Document text:
◆ ◆ ◆

The idea behind Personal Consultancy is a simple one.
General trends...
The two most common therapeutic services that people access are Counselling and Coaching. They can be perceived quite differently, but they have important things in common. Generally, counselling requires a longer period of training. Practitioners tend to join regulatory bodies (e.g UKCP, BACP), undergo clinical supervision and take regular further training. Coaching is currently much less regulated, and anybody can currently set up a practice as a coach. Please note that there are excellent practitioners to be found within both disciplines.
Why is there such a split between counselling and coaching?
Practitioners often emphasize the differences. Coaches typically charge higher fees, and so wish to avoid the marketing ‘pitfall’ of positioning their services too closely to counselling. Counsellors may wish to emphasize their more rigorous training and keep a clear demarcation from coaching. Crucially, clients decide whether they would prefer to see a coach or a counsellor. Some will be more comfortable ‘seeing a coach’ than ‘being in therapy’, and vica versa.
Bringing it together.... complementary disciplines...
Counsellors tend to be trained to work at psychological depth - to 'fix the foundations' - and so provide a psychologically reparative experience. Coaches tend to be trained in ways that encourage goal-attainment - using the same metaphor, to 'build a house' - and so provide a generative experience. Personal Consultancy is about combining these things; ensuring that psychological foundations are solid, then building on top of them.
Bringing it together.... overlapping disciplines...
Counselling and coaching actually overlap considerably. Many counselling approaches are focused on solutions - they look to the future and aim to help clients develop strengths - rather than dealing exclusively with the past (and so, like coaching, are also generative). Equally, many coaching approaches draw upon techniques that can have deep-rooted effects that are reparative, just like counselling.
So.. coaching and counselling disciplines complement eachother and can be used together?
Yes. If the foundation is not there, there can be no house. Equally, why stop when the foundation is there? Personal Consultancy is about building too. Both disciplines offer practitioners the tools to work in reparative and generative ways with clients.
What is the Personal Consultancy approach?
Personal Consultants believe it is much more useful to understand whether work with a client is (or needs to be) either reparative or generative within each session and, if needed, to select the appropriate techniques drawn from either counselling or coaching disciplines.
A new wave...a new approach...
In recent years there is a growing professional movement towards the integration of coaching and counselling along the lines I describe. The AICTP (Association of Integrated Coaching and Therapy Practitioners) was setup by like-minded professionals, and the trend is strongly towards integration. The BACP has also established a coaching division further signifying this trend.

◆ ◆ ◆

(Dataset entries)
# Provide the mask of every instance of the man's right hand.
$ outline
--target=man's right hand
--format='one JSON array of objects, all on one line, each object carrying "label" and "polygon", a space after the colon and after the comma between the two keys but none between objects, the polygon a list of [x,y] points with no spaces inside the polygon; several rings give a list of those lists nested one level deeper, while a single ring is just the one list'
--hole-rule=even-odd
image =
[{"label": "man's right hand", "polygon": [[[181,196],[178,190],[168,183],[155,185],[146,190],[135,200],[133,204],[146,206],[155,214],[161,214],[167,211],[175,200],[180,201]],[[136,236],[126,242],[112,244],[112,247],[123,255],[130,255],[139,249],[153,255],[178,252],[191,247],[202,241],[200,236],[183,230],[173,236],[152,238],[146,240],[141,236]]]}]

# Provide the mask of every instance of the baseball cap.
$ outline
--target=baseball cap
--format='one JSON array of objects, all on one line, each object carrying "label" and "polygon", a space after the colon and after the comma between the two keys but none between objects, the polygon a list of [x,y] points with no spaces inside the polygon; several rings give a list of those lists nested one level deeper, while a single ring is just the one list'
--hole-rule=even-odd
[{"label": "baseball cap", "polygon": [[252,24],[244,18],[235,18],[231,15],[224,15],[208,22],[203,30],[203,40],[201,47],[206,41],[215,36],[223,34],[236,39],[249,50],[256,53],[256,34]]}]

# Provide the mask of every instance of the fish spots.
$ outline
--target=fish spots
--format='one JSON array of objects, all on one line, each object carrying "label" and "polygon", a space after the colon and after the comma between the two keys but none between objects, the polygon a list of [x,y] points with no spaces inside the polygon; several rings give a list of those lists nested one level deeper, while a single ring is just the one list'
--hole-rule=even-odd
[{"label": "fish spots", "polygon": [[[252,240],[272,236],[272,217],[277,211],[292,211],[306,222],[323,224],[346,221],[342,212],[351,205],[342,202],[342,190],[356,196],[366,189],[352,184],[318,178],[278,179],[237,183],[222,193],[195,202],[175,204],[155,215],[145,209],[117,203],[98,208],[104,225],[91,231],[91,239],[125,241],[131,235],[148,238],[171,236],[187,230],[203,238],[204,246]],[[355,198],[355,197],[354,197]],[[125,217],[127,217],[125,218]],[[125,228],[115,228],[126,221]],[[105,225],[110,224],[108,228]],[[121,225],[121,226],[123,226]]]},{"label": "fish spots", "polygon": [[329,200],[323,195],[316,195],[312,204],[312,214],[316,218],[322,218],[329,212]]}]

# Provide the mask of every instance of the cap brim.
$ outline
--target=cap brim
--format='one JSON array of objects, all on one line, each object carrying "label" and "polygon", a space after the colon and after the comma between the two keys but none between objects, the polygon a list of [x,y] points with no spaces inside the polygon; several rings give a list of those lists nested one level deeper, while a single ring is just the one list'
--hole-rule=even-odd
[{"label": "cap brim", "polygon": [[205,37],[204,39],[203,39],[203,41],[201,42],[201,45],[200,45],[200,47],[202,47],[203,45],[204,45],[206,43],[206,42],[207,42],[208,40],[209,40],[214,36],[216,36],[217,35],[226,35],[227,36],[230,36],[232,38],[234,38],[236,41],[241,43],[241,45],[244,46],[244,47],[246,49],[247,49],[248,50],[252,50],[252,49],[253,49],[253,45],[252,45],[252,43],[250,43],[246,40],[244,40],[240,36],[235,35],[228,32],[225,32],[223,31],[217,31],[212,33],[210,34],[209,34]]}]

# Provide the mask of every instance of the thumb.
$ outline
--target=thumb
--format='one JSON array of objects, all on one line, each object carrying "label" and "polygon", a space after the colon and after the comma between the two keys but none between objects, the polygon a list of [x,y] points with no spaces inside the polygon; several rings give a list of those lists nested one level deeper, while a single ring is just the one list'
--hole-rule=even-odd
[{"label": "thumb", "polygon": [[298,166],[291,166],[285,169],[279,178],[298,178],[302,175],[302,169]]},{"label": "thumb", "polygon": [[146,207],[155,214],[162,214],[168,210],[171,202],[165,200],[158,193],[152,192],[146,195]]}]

◆ ◆ ◆

What you need to do:
a – Decide whether each statement agrees with the text on Personal Consultancy: (i) coaching is more tightly regulated than counselling; (ii) the BACP has set up a coaching division; (iii) coaches typically charge lower fees than counsellors. Answer yes or no for each, quoting the deciding words of the text.
b – Reproduce verbatim the passage of the Personal Consultancy text starting at "Yes. If the" and ending at "ways with clients.".

Answer set:
a –
(i) No: "Coaching is currently much less regulated, and anybody can currently set up a practice as a coach."
(ii) Yes: "The BACP has also established a coaching division further signifying this trend."
(iii) No: "Coaches typically charge higher fees"

b –
Yes. If the foundation is not there, there can be no house. Equally, why stop when the foundation is there? Personal Consultancy is about building too. Both disciplines offer practitioners the tools to work in reparative and generative ways with clients.